## TASK ITEM
Your answer should consist only of the lines below from the one with "column 148, row 65" through the one with "column 187, row 93", copied exactly.

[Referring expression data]
━━━━━━

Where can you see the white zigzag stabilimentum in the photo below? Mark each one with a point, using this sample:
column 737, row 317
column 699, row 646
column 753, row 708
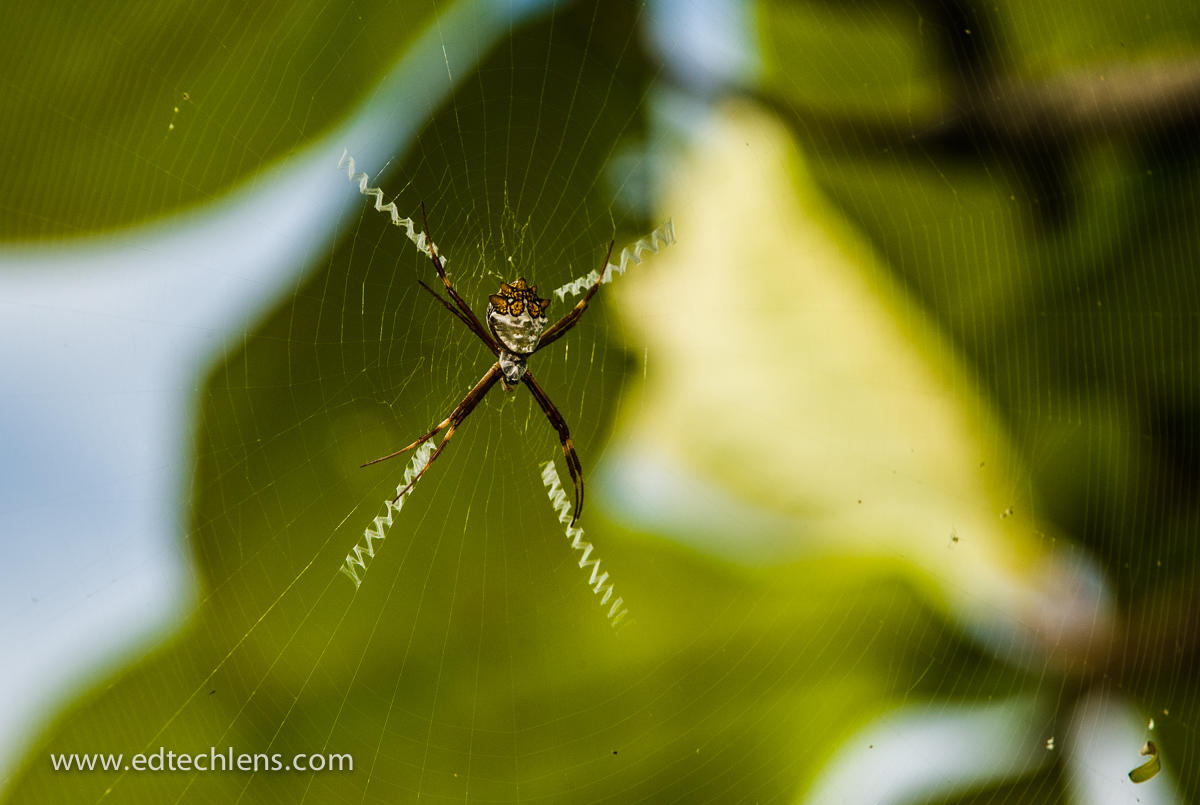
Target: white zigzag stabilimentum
column 355, row 563
column 597, row 581
column 653, row 242
column 407, row 224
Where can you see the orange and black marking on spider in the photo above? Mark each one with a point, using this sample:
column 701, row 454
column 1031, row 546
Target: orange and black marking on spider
column 513, row 300
column 515, row 330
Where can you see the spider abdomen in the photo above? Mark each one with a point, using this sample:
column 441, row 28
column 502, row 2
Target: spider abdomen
column 517, row 317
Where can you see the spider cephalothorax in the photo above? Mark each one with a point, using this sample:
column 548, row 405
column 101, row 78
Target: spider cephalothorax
column 516, row 317
column 516, row 329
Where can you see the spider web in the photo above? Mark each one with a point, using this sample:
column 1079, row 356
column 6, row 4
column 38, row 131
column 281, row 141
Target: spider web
column 461, row 654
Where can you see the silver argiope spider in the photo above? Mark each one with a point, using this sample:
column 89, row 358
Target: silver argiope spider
column 516, row 329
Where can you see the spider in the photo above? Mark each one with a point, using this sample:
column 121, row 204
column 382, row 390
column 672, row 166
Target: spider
column 516, row 329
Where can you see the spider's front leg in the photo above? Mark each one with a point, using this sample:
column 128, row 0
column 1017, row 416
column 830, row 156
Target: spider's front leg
column 461, row 412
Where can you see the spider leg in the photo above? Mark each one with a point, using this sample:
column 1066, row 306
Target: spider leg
column 564, row 437
column 559, row 328
column 456, row 313
column 456, row 416
column 468, row 316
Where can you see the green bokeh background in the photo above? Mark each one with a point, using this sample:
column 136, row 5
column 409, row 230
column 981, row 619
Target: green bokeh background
column 473, row 662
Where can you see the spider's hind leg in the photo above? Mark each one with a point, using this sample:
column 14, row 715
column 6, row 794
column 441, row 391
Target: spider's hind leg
column 443, row 425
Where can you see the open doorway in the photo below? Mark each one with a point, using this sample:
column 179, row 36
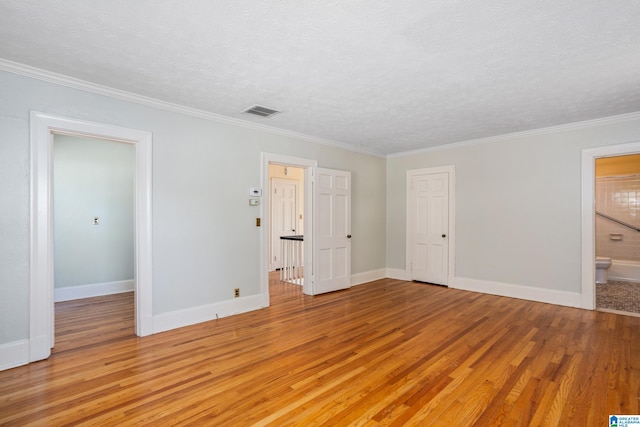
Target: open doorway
column 41, row 313
column 617, row 233
column 588, row 257
column 275, row 163
column 93, row 240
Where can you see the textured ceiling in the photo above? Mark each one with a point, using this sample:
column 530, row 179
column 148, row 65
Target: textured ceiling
column 382, row 76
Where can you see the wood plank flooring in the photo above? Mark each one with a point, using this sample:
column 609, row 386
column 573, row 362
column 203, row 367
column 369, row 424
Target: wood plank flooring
column 383, row 353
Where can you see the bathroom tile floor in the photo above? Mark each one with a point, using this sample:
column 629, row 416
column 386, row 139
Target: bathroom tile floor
column 619, row 296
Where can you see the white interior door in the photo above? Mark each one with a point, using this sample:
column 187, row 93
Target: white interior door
column 331, row 230
column 428, row 227
column 284, row 216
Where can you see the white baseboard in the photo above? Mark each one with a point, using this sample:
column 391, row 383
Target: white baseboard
column 92, row 290
column 398, row 274
column 14, row 354
column 368, row 276
column 624, row 271
column 550, row 296
column 204, row 313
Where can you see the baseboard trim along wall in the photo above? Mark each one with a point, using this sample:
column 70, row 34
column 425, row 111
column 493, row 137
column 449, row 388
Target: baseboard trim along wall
column 204, row 313
column 549, row 296
column 368, row 276
column 92, row 290
column 397, row 274
column 14, row 354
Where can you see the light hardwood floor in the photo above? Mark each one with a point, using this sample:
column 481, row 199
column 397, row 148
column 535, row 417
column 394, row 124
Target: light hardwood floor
column 383, row 353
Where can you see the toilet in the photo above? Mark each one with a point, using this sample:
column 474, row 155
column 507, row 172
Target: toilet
column 602, row 265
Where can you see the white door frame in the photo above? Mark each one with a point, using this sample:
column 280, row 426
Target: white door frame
column 451, row 171
column 296, row 217
column 41, row 305
column 307, row 165
column 589, row 156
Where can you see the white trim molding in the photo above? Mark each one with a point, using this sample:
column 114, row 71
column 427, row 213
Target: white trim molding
column 622, row 118
column 368, row 276
column 204, row 313
column 43, row 126
column 397, row 274
column 550, row 296
column 14, row 354
column 91, row 290
column 60, row 79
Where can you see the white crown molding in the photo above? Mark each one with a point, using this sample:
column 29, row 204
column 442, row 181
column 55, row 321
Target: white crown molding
column 551, row 129
column 60, row 79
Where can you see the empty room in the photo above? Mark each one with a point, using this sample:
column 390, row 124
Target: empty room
column 319, row 213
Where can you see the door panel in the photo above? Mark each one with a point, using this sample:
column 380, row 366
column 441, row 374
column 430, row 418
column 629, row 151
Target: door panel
column 284, row 216
column 332, row 228
column 428, row 224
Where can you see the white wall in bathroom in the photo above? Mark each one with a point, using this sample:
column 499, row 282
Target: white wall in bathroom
column 618, row 197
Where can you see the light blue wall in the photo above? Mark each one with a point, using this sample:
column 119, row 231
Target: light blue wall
column 92, row 178
column 518, row 204
column 205, row 242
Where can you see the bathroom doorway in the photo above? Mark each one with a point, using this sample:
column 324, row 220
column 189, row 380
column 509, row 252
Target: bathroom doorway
column 617, row 233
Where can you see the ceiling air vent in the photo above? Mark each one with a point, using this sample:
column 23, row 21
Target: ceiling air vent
column 259, row 110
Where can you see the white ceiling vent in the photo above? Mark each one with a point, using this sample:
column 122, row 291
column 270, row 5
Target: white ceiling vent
column 259, row 110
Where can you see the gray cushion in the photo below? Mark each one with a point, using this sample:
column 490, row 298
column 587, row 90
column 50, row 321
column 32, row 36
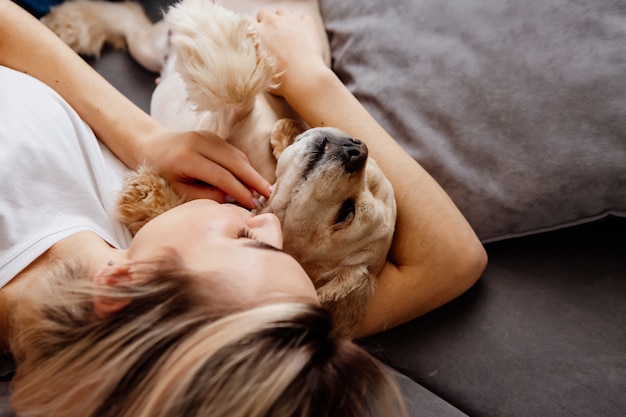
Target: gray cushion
column 518, row 109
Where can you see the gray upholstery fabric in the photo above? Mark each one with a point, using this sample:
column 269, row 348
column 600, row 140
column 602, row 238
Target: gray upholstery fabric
column 541, row 334
column 517, row 108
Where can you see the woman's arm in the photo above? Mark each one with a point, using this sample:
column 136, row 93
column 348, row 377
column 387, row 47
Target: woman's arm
column 435, row 255
column 189, row 160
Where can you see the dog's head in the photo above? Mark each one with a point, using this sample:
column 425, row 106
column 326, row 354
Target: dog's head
column 337, row 211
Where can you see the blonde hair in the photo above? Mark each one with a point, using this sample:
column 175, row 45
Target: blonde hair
column 172, row 352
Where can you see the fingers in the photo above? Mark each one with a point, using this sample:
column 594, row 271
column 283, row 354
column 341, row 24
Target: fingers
column 215, row 169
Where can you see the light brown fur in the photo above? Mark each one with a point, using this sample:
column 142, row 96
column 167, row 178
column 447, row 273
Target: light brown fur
column 336, row 207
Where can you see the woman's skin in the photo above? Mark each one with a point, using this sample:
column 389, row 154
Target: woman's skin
column 435, row 254
column 206, row 237
column 188, row 160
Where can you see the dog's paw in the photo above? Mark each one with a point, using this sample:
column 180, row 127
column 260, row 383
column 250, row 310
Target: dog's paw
column 144, row 196
column 83, row 26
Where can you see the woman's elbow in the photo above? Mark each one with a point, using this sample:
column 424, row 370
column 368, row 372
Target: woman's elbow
column 469, row 263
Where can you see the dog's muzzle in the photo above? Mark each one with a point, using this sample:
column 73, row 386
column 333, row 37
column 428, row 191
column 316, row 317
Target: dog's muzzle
column 353, row 154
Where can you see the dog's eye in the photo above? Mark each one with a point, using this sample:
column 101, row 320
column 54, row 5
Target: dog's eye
column 246, row 234
column 346, row 212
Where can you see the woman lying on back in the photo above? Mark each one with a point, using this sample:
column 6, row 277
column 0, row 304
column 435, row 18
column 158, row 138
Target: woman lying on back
column 193, row 317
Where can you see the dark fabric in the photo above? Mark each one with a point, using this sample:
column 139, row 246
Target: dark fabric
column 541, row 334
column 38, row 8
column 517, row 108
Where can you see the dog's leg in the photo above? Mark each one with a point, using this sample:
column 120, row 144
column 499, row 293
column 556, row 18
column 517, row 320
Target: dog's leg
column 144, row 196
column 283, row 134
column 219, row 57
column 86, row 26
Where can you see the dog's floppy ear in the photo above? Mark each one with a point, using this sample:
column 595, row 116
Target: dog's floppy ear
column 144, row 196
column 284, row 134
column 346, row 297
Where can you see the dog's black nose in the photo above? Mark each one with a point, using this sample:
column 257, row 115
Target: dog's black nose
column 354, row 154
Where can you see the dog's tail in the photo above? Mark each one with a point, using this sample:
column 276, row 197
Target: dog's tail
column 219, row 56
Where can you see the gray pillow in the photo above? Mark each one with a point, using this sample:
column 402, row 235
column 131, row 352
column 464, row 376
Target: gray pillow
column 517, row 108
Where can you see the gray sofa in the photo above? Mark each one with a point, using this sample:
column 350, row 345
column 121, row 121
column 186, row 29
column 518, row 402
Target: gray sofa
column 519, row 110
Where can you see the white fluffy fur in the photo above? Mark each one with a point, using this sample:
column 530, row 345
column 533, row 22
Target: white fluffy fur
column 219, row 56
column 214, row 76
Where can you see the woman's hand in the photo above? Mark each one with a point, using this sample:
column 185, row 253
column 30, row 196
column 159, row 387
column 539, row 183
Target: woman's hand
column 202, row 165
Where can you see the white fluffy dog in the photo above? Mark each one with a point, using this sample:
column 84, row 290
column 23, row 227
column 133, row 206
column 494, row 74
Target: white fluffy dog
column 336, row 208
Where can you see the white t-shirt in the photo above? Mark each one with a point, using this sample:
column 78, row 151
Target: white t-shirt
column 56, row 178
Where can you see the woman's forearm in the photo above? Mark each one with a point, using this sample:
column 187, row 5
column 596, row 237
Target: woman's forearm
column 27, row 45
column 435, row 255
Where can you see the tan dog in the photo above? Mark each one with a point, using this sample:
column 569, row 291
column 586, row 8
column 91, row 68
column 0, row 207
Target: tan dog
column 336, row 208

━━━━━━

## FINISHED EXERCISE
column 148, row 65
Target: textured ceiling
column 382, row 76
Where can you see the wood plank flooring in the photo above? Mark each one with a point, using this sample:
column 609, row 386
column 573, row 362
column 203, row 367
column 369, row 424
Target: wood plank flooring
column 383, row 353
Where can you see the bathroom tile floor in the photo above? Mark each one with a point, using this sample:
column 629, row 416
column 386, row 139
Target: bathroom tile floor
column 619, row 296
Where can you see the white interior door in the photo above? Mark each one with a point, using this sample:
column 187, row 93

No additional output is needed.